## Source text
Answers To Common Questions About Halloween Safety

What is the most dangerous time for child pedestrians to be out on Halloween night? Over 60% of the accidents occurred in the 4-hour period ranging from 5:00 to 9:00 p.m. on Halloween night; nearly one-fourth (26 out of 115) of accidents occurred from 6:00 – 7:00 p.m.

Which age group is most at-risk to be involved in a pedestrian-related accident / fatality on Halloween night? Most fatalities occurred with children ages 12-15 (32% of all child fatalities), followed by children ages 5-8 (23%).

What was the single most common Halloween injury, according to a recent study?

According to a recent study that examined holiday-related pediatric emergency room visits, Halloween is among the top three holidays producing the most ER visits. The single most common Halloween injury was finger/hand injuries, with the majority of those being cuts and broken bones.

What are the three most common ways injuries occur on Halloween?MAccording to Prevention 1st, these are the three most common ways injuries occur on Halloween:

  • Traffic collisions / pedestrian accidents
  • Eye injuries
  • Burn injuries

What percentage of car accidents involves a drunk driver on Halloween night? The National Highway Traffic Safety Administration (NHTSA) reports that in 2012, 48% of all car accident fatalities on Halloween night involved a drunk driver.

Which age group of drivers posed the greatest risk to child pedestrians on Halloween night? Young drivers ages 15-25 accounted for nearly one-third of all fatal accidents involving child pedestrians on Halloween. If you have teen drivers, discourage them from being on the roads Halloween night.

Which age group of drivers posed the least risk to child pedestrians on Halloween night? Drivers ages 36-40 and 61-65 were involved in the fewest child pedestrian fatalities on Halloween.

What are some Halloween costume safety tips?

Saved entries:
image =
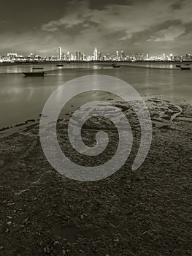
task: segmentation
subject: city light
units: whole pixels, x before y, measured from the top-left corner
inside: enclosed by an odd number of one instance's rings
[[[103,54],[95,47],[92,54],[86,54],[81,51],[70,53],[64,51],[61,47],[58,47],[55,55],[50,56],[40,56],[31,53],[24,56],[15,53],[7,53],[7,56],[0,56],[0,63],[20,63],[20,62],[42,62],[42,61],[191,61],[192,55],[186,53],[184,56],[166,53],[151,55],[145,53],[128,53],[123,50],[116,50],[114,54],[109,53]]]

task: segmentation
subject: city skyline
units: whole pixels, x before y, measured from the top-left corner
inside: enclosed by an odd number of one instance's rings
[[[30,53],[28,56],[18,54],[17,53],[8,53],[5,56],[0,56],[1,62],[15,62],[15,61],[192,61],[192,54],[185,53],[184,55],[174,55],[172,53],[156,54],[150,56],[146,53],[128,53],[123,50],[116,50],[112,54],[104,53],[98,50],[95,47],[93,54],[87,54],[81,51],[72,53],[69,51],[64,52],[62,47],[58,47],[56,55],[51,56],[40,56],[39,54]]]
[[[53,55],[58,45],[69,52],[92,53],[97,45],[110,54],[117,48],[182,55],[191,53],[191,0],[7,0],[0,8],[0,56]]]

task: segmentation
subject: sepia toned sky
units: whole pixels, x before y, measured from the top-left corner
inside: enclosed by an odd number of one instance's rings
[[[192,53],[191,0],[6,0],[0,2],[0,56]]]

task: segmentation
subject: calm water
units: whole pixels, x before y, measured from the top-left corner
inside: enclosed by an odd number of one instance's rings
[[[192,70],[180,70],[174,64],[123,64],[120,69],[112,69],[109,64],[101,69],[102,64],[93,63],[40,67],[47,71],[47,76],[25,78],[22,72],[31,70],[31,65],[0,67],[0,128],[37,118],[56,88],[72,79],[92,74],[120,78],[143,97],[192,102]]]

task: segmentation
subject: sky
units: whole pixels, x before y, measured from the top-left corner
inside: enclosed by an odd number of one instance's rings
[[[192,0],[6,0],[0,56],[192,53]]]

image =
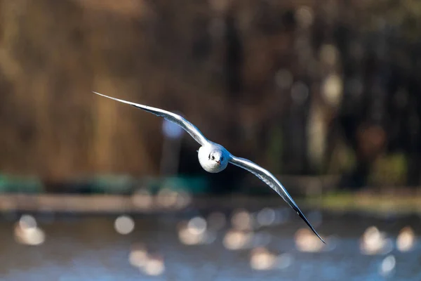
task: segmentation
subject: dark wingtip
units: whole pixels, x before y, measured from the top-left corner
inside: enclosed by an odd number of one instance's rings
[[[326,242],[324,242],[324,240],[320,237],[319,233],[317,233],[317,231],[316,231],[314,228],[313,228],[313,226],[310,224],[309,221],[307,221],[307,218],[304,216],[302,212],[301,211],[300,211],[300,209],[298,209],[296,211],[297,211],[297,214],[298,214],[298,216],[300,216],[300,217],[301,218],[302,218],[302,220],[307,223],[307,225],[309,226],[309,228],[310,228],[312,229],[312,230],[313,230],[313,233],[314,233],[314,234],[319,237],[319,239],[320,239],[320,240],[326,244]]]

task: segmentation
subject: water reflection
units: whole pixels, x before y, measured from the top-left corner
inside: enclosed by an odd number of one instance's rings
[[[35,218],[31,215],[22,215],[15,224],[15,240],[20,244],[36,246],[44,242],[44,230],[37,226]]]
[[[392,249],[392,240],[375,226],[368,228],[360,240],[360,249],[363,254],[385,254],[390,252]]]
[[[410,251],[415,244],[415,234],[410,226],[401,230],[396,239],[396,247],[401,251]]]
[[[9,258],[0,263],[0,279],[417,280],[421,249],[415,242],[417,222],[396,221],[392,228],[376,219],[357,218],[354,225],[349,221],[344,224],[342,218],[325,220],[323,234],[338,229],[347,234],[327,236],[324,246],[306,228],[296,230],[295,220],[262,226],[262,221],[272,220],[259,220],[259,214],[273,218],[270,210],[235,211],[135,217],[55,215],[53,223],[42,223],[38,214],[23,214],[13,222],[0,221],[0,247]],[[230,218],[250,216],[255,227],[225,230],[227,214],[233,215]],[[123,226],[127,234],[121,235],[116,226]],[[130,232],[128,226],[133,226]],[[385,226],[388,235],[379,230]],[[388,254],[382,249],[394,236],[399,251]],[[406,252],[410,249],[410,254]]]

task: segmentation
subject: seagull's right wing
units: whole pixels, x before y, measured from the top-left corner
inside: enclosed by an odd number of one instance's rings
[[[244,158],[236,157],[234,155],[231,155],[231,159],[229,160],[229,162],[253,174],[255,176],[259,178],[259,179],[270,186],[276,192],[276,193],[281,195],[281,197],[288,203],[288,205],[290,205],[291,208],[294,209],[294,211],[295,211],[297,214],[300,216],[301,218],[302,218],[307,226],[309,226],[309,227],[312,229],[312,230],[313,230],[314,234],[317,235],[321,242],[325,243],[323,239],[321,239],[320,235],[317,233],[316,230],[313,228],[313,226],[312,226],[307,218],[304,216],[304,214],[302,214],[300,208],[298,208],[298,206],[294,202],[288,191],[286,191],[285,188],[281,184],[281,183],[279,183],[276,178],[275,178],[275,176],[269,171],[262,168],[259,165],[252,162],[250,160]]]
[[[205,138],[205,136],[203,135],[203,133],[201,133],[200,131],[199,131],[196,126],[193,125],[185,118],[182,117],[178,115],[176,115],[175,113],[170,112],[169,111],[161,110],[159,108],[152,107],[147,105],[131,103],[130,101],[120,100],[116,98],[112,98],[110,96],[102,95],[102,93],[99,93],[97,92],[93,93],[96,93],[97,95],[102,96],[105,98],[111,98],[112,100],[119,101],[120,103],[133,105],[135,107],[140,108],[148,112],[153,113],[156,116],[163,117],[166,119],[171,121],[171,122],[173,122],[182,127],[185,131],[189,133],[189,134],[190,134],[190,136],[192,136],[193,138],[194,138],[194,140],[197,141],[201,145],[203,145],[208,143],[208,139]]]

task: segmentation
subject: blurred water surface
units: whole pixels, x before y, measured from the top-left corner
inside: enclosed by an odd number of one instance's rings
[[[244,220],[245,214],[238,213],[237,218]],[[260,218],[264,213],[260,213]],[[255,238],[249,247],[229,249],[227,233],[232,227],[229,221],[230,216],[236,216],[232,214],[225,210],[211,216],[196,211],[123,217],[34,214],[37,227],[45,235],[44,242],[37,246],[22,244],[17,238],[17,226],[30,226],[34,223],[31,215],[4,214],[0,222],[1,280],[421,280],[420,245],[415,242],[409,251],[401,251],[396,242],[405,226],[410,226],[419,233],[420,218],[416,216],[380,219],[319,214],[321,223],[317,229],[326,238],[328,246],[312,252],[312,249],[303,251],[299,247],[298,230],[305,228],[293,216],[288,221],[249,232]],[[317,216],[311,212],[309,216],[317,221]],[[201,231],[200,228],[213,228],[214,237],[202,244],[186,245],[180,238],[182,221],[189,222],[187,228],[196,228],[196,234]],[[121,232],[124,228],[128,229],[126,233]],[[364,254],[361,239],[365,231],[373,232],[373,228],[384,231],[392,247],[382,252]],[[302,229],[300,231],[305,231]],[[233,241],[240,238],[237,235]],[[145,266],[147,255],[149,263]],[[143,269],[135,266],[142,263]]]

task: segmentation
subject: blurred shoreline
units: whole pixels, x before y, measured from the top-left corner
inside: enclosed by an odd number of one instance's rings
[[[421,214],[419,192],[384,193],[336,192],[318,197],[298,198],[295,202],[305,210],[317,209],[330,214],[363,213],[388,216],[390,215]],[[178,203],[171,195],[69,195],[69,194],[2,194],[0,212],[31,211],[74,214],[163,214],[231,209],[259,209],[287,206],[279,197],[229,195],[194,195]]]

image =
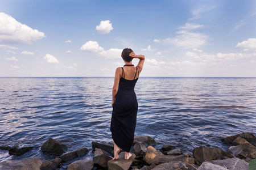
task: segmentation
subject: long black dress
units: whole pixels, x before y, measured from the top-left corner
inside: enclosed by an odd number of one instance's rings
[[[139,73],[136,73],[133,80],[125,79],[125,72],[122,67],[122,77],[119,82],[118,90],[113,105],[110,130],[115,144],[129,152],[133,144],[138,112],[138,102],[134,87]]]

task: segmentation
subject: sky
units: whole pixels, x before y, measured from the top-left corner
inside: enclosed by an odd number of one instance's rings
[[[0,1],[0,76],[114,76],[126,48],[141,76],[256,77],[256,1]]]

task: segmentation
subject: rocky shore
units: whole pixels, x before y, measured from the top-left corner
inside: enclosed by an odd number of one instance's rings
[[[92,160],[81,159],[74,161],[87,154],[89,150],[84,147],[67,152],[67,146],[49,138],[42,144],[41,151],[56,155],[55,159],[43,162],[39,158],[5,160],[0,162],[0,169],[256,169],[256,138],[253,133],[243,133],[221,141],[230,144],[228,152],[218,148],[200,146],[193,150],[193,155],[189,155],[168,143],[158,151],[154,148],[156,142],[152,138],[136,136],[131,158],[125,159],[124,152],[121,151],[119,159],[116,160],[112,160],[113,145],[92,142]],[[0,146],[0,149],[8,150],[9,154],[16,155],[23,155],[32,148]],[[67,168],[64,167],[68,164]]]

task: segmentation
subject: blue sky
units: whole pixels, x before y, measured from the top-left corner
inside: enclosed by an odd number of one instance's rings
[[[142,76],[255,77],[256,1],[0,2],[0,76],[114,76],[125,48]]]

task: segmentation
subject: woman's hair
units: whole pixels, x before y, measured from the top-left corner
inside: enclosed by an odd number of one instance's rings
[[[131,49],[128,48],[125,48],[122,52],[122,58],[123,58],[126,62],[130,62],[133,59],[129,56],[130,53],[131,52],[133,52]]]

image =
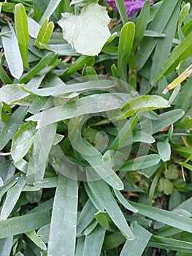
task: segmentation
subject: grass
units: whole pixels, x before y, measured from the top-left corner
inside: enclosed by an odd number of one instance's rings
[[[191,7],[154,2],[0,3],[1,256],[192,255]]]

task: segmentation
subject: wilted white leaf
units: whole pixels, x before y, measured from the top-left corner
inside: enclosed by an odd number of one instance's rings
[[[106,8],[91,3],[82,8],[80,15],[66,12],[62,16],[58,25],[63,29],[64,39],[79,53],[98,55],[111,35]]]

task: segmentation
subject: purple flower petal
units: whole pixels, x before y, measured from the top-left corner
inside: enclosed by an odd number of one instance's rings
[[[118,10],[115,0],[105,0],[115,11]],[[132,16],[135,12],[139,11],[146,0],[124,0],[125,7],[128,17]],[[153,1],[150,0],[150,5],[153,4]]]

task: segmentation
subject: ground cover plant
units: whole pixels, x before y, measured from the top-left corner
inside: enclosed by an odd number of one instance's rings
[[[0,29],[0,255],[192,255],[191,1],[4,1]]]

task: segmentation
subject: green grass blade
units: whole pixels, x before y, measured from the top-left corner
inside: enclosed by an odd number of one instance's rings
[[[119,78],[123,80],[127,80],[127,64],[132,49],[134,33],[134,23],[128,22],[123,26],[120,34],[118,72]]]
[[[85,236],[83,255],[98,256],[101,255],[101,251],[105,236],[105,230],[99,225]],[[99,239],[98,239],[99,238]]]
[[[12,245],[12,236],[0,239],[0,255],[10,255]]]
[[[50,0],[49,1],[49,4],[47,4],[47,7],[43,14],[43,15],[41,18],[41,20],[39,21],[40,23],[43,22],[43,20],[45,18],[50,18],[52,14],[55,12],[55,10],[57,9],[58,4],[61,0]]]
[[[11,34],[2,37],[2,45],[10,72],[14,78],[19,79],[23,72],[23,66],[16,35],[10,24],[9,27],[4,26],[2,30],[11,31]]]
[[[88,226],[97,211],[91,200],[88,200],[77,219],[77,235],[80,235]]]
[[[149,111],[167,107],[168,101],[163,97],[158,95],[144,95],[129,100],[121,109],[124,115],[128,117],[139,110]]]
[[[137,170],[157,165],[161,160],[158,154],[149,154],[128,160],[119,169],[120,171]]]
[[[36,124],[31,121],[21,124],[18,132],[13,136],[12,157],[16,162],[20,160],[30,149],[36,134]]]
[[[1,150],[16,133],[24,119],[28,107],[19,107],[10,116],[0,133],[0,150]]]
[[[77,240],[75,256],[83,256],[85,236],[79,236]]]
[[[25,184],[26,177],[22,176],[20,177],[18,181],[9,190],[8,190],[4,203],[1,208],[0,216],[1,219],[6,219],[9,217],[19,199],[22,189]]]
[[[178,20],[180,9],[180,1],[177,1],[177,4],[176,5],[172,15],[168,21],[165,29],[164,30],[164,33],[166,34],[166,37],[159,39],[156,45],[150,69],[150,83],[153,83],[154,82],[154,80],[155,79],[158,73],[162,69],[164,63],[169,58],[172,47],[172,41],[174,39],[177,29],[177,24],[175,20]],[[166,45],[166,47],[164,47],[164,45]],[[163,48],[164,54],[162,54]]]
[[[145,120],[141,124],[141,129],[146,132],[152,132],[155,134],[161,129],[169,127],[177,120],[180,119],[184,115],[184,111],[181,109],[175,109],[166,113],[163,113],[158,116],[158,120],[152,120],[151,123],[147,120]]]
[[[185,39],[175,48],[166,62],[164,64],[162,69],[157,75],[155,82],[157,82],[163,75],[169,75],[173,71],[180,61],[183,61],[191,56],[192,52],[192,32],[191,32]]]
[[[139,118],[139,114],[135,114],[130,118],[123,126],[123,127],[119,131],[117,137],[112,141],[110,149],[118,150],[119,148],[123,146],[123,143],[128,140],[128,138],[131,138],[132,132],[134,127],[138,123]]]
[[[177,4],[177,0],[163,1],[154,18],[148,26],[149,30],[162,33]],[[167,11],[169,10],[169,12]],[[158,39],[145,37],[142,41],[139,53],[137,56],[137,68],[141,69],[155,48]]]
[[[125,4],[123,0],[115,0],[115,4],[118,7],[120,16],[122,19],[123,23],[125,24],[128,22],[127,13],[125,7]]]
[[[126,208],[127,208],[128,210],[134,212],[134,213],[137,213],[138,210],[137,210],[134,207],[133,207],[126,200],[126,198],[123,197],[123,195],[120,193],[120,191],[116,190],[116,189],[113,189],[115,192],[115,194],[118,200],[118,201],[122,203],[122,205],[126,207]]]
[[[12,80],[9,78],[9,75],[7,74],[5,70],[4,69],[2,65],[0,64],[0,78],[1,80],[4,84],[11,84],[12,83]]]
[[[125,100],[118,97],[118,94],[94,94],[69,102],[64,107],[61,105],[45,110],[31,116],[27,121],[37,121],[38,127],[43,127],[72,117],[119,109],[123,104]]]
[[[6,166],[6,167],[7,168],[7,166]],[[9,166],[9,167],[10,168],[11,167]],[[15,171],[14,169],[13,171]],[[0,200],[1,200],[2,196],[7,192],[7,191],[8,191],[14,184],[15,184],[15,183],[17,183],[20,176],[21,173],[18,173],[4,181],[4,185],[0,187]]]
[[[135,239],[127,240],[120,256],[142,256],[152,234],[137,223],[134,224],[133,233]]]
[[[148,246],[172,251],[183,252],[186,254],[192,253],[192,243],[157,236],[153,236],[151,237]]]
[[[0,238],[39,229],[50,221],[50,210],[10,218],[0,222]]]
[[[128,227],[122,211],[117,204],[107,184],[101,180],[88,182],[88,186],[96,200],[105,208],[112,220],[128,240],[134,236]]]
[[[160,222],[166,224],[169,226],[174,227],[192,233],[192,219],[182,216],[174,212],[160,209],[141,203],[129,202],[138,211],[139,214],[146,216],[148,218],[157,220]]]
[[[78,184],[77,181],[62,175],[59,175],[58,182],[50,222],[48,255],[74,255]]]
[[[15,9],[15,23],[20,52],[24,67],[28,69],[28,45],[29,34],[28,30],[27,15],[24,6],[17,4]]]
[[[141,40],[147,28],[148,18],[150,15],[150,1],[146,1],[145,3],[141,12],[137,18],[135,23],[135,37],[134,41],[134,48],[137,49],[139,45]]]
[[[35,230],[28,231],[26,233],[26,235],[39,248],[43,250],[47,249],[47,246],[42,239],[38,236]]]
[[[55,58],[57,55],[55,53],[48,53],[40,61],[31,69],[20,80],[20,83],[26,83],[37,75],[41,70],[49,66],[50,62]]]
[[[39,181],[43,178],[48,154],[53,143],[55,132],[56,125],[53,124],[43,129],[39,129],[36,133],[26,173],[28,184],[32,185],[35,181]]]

## Your instructions
According to the Halloween safety text, what share of car accident fatalities on Halloween night in 2012 involved a drunk driver? None of the records matter for this.

## Expected output
48% of all car accident fatalities on Halloween night in 2012 involved a drunk driver, as reported by the National Highway Traffic Safety Administration (NHTSA).